**Work instructions:**
Your task is to repeat all of the material exactly.

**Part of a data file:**
════════
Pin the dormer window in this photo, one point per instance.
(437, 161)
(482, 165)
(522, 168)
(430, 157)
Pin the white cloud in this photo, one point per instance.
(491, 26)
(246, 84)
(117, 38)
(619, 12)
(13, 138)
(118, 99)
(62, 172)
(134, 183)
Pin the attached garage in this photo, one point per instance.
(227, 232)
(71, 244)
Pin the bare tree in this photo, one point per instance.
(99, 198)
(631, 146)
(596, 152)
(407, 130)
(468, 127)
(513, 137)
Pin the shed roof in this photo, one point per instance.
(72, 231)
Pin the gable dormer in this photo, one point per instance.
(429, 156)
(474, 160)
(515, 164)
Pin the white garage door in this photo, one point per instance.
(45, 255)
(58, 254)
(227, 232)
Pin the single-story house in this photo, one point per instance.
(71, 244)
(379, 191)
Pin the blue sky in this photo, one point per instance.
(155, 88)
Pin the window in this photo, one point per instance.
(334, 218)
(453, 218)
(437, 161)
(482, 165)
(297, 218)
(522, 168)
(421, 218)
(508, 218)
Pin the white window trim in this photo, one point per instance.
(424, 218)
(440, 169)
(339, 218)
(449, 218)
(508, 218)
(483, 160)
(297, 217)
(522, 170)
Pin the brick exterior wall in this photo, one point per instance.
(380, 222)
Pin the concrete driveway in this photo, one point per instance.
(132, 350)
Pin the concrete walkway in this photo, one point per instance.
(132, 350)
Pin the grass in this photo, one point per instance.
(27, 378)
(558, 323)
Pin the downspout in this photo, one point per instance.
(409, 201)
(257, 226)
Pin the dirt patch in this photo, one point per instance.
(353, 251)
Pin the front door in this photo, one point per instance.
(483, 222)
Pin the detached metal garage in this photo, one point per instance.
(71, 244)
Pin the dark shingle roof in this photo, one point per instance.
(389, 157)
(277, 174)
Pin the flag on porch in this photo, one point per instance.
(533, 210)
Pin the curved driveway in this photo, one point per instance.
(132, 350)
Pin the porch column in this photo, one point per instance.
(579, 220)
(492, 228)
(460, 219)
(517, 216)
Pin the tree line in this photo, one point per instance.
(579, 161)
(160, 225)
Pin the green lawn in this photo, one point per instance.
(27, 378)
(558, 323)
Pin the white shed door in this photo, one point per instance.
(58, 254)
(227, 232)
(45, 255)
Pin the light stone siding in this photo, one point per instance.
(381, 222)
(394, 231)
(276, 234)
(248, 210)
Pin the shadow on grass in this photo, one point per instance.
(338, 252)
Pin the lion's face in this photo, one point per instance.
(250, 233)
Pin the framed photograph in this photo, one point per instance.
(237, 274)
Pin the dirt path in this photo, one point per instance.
════════
**Result of this exercise:**
Pin the dormer window in this photo, one point per instance.
(437, 161)
(482, 165)
(522, 168)
(430, 157)
Pin the white cloud in this photo, one point per instance.
(491, 26)
(246, 84)
(117, 38)
(619, 12)
(13, 138)
(118, 99)
(62, 172)
(134, 183)
Pin the attached garage in this photo, one point per instance.
(227, 232)
(71, 244)
Pin the bare tree in this photo, one point per instance.
(99, 198)
(631, 146)
(596, 152)
(407, 130)
(468, 127)
(513, 137)
Pin the shed roof in this photo, one point per instance.
(72, 231)
Pin the gable dormer in this photo, one point per instance.
(429, 156)
(474, 160)
(515, 164)
Pin the white garage door in this photo, one point per instance.
(45, 255)
(58, 254)
(227, 232)
Pin the single-story house in this photo, one point per instance.
(71, 244)
(379, 191)
Pin the blue sky in this photo, one point per instance.
(155, 88)
Pin the window in this photo, one point per instance.
(334, 218)
(453, 218)
(437, 161)
(482, 165)
(297, 218)
(522, 168)
(421, 218)
(508, 218)
Pin the white window trim in this photo, one point per instance.
(424, 218)
(440, 169)
(339, 218)
(449, 218)
(508, 218)
(483, 160)
(297, 217)
(522, 170)
Pin the brick exterior wall in this photo, one point per instance.
(380, 222)
Pin the concrete driveway in this photo, one point per instance.
(132, 350)
Pin the concrete walkway in this photo, one point per instance.
(132, 350)
Pin the grass in this photo, one point per instance.
(27, 378)
(558, 323)
Pin the downspout in this photo, one point per instance.
(409, 201)
(257, 226)
Pin the dirt patch in this photo, one point per instance.
(353, 251)
Pin the front door in this photo, one point per instance.
(483, 222)
Pin the detached metal garage in this photo, one point per instance.
(71, 244)
Pin the dark shingle roof in this photo, one point per instance.
(389, 157)
(277, 174)
Pin the flag on porch in this photo, one point per instance.
(533, 210)
Pin the curved driveway in this photo, one point per instance.
(132, 350)
Pin the porch column in this photo, one point per instance.
(579, 220)
(492, 228)
(460, 219)
(517, 216)
Pin the tree line in this photo, one point per instance.
(579, 161)
(160, 225)
Pin the green lawn in this photo, one point per instance.
(27, 378)
(558, 323)
Pin the white shed door in this photo, one point per instance.
(58, 254)
(227, 232)
(45, 255)
Pin the light stone siding in this photo, one point per instance.
(381, 222)
(394, 231)
(276, 234)
(248, 210)
Pin the shadow on grass in this photo, one point per instance.
(338, 252)
Pin the lion's face in this photo, one point per instance.
(250, 233)
Pin the framed photograph in this photo, one point per instance.
(237, 274)
Pin the dirt path in this photo, one point per instance.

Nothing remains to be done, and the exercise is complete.